Supplied material:
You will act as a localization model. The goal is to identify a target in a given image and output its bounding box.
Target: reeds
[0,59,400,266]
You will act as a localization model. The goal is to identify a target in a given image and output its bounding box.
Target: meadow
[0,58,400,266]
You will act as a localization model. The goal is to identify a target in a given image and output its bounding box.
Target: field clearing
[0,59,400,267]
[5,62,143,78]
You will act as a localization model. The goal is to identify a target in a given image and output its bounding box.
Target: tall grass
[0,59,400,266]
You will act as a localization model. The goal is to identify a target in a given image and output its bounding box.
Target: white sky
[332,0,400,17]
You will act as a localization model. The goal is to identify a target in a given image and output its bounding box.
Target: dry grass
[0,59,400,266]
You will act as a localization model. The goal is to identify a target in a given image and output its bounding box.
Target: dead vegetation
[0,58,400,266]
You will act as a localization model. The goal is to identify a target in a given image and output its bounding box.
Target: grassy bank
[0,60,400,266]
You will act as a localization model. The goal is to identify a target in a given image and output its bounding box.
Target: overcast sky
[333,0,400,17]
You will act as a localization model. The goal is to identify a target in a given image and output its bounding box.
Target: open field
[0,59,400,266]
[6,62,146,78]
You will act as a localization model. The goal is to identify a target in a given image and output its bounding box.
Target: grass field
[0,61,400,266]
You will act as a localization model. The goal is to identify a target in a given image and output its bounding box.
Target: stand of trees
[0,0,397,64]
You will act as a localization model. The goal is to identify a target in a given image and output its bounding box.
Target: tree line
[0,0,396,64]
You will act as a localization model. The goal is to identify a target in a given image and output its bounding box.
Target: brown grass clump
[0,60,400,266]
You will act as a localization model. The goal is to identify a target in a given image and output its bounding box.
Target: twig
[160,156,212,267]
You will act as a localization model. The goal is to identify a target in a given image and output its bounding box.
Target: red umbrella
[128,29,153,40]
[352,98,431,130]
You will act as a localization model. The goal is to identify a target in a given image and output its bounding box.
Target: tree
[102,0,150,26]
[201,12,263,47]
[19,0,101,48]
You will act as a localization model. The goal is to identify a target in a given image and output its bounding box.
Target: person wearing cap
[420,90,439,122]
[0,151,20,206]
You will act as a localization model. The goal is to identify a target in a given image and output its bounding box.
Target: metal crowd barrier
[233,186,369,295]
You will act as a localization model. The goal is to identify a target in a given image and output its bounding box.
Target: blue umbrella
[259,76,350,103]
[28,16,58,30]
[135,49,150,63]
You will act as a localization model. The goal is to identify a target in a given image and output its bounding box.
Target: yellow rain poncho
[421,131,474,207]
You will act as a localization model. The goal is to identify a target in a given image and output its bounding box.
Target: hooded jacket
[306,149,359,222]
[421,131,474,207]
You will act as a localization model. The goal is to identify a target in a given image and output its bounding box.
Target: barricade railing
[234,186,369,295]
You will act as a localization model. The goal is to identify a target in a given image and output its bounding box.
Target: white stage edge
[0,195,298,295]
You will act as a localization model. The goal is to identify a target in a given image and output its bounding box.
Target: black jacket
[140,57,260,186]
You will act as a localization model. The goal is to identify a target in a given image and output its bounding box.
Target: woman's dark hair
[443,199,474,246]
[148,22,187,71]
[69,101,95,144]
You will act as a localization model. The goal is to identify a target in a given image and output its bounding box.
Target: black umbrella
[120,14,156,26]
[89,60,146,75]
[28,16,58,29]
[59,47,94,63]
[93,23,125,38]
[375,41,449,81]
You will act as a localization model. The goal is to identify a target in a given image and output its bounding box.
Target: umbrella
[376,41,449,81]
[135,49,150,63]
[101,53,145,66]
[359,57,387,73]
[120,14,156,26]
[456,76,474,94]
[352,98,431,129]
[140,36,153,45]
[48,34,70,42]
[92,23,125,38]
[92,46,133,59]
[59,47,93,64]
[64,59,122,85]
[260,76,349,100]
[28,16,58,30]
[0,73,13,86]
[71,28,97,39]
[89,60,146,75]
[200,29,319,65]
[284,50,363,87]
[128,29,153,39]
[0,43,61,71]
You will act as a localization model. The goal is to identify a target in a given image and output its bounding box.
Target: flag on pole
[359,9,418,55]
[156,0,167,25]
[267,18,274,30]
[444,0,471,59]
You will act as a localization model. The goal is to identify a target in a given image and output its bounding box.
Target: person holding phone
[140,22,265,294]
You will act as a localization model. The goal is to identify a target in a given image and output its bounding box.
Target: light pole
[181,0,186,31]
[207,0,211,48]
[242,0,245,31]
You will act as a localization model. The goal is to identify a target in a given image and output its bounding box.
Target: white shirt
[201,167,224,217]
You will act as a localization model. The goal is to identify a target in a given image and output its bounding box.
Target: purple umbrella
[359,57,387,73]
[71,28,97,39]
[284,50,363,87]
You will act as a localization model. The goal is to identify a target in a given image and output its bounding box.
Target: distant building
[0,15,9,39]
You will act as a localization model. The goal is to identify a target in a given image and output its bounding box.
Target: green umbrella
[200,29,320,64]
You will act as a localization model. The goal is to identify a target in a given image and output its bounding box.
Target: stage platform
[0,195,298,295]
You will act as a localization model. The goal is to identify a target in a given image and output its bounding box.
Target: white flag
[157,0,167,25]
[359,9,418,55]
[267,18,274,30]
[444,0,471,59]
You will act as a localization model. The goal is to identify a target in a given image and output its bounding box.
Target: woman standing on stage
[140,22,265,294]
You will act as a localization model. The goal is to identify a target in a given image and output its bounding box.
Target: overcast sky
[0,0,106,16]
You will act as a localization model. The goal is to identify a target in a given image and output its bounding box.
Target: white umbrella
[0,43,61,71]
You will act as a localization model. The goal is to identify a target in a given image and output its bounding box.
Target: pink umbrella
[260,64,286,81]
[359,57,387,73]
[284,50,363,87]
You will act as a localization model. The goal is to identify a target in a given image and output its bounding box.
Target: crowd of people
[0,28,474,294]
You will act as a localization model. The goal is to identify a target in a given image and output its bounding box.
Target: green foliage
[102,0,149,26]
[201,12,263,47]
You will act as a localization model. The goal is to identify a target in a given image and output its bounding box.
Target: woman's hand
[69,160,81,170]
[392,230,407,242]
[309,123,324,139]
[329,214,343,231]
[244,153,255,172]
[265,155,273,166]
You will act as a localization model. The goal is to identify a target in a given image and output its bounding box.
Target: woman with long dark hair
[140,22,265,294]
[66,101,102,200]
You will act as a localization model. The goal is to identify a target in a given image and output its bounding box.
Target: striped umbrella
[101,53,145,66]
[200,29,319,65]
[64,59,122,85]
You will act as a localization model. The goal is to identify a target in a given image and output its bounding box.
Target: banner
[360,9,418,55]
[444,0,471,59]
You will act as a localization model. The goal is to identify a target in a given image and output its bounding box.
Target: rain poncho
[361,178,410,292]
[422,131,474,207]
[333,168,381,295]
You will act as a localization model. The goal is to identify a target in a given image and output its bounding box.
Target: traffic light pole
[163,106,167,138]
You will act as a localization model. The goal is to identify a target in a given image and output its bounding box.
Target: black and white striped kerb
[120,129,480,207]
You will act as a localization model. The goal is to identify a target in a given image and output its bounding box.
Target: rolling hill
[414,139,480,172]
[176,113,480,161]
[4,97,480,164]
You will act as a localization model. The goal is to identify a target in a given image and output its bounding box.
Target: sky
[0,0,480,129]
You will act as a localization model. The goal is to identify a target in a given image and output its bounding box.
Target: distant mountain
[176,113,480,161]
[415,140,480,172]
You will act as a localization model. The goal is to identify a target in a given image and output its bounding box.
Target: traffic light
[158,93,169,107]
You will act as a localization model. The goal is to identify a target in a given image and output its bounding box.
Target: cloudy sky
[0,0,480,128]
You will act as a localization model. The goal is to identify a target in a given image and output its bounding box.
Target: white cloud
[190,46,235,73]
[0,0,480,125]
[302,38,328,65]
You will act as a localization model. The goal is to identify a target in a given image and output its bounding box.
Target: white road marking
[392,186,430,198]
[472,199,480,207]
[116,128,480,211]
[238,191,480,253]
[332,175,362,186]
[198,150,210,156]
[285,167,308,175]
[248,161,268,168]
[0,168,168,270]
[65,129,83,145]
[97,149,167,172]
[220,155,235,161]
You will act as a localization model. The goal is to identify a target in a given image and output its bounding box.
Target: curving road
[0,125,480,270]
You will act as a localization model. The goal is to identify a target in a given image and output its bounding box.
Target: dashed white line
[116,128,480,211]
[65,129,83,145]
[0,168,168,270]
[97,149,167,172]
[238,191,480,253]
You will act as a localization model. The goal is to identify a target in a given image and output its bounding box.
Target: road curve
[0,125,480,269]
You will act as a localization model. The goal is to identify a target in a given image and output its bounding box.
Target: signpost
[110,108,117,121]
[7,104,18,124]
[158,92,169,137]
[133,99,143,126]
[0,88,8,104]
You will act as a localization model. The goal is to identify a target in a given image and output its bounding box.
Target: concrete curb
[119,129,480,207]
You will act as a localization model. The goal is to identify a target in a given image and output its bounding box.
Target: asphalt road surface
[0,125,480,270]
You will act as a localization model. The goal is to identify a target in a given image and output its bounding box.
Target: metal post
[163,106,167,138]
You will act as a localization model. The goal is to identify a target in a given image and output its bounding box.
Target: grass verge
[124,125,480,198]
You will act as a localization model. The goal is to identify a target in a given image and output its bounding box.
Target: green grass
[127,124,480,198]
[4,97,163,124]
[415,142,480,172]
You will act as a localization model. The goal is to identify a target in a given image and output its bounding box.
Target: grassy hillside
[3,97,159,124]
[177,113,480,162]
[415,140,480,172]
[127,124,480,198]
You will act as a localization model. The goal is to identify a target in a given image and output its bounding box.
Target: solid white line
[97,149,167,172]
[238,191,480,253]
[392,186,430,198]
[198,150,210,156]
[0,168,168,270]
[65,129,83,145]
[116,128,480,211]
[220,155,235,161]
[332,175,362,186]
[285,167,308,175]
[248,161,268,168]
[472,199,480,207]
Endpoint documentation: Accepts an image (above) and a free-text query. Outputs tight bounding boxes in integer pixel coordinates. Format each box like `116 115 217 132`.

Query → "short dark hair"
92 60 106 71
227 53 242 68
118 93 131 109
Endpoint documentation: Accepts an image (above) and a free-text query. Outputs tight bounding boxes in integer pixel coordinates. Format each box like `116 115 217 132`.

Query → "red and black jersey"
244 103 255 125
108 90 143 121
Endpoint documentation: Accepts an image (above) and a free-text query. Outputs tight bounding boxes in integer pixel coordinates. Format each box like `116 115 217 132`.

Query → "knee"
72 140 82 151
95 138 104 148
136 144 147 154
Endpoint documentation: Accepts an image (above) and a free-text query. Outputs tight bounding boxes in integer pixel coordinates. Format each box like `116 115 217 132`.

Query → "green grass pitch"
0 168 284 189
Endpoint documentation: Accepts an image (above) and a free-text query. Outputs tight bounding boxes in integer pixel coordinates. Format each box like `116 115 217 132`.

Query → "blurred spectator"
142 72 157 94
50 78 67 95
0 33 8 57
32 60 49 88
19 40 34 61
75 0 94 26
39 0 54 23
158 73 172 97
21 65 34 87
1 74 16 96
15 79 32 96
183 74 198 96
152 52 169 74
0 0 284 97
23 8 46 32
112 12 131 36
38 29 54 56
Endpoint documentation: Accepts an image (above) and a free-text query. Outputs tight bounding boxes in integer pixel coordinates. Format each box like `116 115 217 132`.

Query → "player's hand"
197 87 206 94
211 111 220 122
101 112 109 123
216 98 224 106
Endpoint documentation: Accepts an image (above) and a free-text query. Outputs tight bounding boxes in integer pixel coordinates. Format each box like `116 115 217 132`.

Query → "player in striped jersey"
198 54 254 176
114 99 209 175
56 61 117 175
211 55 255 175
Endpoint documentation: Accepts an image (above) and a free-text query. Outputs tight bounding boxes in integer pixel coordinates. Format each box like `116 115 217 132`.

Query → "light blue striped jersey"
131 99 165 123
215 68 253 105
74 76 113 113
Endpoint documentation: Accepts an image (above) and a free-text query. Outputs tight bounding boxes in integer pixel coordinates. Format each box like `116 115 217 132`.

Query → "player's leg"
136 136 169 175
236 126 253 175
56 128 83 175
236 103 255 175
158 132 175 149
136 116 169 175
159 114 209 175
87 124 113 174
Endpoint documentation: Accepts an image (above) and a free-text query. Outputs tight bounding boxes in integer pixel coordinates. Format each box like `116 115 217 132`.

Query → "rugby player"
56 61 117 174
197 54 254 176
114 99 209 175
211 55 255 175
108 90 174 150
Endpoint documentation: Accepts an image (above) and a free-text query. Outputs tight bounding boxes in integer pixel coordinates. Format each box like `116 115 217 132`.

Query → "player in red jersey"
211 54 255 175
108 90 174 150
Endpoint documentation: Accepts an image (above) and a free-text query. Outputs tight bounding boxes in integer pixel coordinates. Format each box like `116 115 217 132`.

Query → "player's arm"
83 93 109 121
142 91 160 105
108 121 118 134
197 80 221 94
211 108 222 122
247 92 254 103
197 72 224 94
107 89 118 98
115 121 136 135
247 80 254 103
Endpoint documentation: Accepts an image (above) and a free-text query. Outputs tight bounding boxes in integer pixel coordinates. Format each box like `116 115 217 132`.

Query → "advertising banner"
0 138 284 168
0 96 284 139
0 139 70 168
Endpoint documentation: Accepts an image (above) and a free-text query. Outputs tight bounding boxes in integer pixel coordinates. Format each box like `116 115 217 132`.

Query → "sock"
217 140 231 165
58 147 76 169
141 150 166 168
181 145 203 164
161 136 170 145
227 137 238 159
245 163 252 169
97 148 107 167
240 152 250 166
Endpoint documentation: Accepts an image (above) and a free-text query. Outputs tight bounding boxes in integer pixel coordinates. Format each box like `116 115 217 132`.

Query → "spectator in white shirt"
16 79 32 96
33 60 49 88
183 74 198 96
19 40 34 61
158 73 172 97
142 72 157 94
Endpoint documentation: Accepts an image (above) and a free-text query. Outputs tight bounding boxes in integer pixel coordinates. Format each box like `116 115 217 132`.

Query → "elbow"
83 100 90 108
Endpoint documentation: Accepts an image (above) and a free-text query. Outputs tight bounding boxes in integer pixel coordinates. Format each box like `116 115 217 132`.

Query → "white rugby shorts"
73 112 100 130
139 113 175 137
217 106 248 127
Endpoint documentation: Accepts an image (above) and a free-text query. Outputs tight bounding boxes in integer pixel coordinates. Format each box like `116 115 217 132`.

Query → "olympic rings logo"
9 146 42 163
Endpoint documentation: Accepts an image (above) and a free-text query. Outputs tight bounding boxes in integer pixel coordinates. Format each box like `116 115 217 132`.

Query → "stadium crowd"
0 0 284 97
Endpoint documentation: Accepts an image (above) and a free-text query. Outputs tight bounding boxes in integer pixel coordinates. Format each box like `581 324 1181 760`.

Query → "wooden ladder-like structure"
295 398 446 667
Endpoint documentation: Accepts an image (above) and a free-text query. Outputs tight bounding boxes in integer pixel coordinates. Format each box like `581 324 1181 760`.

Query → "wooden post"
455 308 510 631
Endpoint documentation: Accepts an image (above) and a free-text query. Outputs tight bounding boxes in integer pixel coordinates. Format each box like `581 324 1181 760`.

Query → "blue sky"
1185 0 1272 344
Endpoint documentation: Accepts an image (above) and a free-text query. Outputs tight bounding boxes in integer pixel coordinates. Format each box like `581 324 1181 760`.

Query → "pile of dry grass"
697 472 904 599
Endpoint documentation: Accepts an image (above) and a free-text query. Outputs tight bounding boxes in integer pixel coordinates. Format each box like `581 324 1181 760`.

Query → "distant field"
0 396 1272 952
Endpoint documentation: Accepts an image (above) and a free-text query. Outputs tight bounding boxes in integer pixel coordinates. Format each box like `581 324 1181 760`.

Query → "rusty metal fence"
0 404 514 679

Exercise prompt:
Count the lines in the data above that contain the string "jersey", with case mattering, and reply with only that number.

Response:
4